--- Excerpt provided ---
##############################

Simon Rhymesfilter,
map,
fold,
das Glück ist dir hold.Doch std::transform,
das wurmt dich enorm.I wrote this cheesy poem in 2016. Detailed explanation follows -- not all readers are proficient both in software development
and in German here. A typical piece of code that appears every single time in an introduction to functional pipelines is:
const int y = [1, 2, 3, 4, 5]
.filter!(x => x > 2)
.map!(x => x*x)
.sum();
This sets
y to 50 because 50 is 3×3 + 4×4 + 5×5.
Now for the explanation of the poem. {
Functional pipelines for data are nice: Each step relies only on the
output of the function from the previous step, not on any properties/mutation/earlier side effects to/of a publicly visible buffer containing the original input. Fewer bugs because we avoided mutable data.
Even though you can chain higher-order functions such as
filter,
map,
fold in any sensible order, e.g., map first, then filter some, then map some more, then filter some more, ..., the most common order is exactly the order of the poem:
- filter: First discard some elements that we want to ignore.
- map: Transform the remaining elements.
- fold: Collect the mapped elements into a final result.
These functional pipelines are notoriously hard to express in C++ because you can't write them as pipes even with the C++17 standard library. You don't pass the collection itself as a single argument, instead you pass two arguments, a start iterator and an end interator. Therefore, you can't chain the calls à la
source.f().g().h(); but have to put every call into a separate statement, introducing a new name for every intermediate result.
In particular
std::transform is the equivalent of
map in that world, and the annoyance (having to put every step of the functional chain into a separate statement) feels already big enough here that it's nicer to write a conventional loop over the collection instead of calling
std::transform.

##############################

--- Information shown ---
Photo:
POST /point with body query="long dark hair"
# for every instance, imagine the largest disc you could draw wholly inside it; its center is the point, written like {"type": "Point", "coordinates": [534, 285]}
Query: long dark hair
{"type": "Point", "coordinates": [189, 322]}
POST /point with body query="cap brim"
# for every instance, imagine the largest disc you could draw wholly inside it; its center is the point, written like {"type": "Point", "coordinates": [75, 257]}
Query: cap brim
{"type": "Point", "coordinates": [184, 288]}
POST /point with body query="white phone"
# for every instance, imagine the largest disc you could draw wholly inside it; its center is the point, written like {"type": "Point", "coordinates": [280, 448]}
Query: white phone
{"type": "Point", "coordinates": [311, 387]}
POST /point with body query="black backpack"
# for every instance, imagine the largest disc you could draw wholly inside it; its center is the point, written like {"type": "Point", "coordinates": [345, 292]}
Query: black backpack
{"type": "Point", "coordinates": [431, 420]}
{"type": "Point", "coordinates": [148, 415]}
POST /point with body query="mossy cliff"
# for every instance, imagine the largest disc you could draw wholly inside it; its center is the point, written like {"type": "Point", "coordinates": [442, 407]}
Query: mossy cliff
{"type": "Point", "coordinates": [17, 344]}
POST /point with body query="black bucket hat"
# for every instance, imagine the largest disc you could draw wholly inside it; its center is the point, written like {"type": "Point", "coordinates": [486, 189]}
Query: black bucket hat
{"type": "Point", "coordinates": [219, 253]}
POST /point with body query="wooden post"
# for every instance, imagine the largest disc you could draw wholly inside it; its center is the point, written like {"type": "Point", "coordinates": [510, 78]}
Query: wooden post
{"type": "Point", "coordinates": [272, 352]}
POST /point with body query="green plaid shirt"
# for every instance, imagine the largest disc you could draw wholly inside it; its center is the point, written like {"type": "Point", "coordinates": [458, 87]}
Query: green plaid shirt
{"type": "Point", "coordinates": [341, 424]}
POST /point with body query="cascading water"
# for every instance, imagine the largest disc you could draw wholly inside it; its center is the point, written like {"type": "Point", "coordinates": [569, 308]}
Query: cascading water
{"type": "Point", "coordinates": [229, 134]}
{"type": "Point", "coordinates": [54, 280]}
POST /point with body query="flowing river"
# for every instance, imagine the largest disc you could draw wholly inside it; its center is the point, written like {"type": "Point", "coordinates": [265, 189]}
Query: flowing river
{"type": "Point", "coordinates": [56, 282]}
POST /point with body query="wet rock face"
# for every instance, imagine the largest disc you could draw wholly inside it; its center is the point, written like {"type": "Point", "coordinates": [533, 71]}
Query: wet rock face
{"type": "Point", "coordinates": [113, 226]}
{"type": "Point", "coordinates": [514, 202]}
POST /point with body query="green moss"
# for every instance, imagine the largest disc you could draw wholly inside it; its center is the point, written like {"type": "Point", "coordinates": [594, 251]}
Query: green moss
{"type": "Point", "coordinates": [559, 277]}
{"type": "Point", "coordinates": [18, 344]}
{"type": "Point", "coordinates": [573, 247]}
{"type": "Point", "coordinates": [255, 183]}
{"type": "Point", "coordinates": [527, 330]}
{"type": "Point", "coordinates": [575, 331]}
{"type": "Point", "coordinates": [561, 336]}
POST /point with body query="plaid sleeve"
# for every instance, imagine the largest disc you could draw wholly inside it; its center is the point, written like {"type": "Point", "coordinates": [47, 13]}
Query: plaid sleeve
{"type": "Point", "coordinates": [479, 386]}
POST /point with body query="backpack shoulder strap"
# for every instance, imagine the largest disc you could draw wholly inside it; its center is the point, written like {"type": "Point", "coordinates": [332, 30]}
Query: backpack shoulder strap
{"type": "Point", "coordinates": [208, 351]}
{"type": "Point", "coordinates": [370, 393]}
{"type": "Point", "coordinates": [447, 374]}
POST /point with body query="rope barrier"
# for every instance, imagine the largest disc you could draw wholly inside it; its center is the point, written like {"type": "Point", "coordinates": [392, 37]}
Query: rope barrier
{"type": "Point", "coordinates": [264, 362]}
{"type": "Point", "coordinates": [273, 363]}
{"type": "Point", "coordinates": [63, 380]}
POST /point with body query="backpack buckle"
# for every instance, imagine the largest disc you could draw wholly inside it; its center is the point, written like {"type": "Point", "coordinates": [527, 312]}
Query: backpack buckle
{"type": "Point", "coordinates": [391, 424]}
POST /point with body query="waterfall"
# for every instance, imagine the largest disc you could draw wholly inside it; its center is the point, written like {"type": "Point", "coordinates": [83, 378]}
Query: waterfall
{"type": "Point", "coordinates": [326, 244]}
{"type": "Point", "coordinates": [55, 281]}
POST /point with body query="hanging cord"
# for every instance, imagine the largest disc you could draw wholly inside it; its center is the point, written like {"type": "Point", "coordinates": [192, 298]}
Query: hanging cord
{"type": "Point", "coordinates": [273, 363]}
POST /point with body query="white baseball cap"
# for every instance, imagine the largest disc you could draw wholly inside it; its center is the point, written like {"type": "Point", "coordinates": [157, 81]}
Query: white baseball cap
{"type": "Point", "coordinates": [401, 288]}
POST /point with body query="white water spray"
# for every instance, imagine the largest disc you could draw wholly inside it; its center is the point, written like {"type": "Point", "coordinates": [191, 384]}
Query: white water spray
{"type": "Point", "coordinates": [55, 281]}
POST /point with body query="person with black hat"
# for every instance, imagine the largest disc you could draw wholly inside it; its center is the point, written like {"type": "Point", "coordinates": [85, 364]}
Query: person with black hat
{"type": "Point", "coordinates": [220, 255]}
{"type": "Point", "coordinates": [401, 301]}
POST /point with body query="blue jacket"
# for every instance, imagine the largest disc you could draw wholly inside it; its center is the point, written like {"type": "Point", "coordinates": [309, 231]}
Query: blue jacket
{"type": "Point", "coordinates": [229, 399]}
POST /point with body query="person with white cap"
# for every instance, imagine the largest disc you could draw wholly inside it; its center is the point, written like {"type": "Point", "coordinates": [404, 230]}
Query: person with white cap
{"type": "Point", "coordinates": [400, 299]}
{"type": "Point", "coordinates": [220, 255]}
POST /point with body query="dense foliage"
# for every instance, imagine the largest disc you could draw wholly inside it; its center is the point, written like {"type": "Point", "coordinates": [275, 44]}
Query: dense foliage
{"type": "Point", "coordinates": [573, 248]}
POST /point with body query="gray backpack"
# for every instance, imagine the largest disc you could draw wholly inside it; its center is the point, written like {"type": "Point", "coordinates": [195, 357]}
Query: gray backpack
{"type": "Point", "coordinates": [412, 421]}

##############################

--- Instruction 1 ---
According to the piece on functional pipelines, why is it hard to chain calls such as std::transform in C++?
--- Instruction 2 ---
Continue the piece on functional pipelines from its last sentence.

--- Task answer 1 ---
The calls do not take the collection as a single argument but take two arguments, a start iterator and an end iterator.

--- Task answer 2 ---
You're annoyed enough in C++17 that you might consider the
range-v3 library for C++17 or to move your project to C++20 where these pipeline-friendly ranges are part of the standard library.
}
Back from C++ to D. When I write functional pipelines in D, I rarely call an explicit
fold() in the last step. It's much more common to call one of these:
- join() some mapped strings into a single long string, possibly join(" ") or join(", ").
- array() to keep the results in an eagerly-allocated random-access array, usually because we'll only store the result for now.
- sum() on a list of numbers.
- any() or all() on a list of bools.
All of these are (semantically, not implementation-wise) special cases of
fold().
For example,
list.sum() is
list.fold!((a, b) => a + b)(0).
The better name goes a long way though to make the pipeline more readable, especially if the more specialized function comes directly from the standard library.
Even
map(list, func) and
filter(list, predicate) are special cases of
fold(), as explained in the blog article
The Universal Properties of Map, Fold, and Filter with the maximum-possible amount of category theory. The gist is:
filter() accumulates (folds) the list into a new list, possibly doing nothing instead of appending the next element. Similar for
map().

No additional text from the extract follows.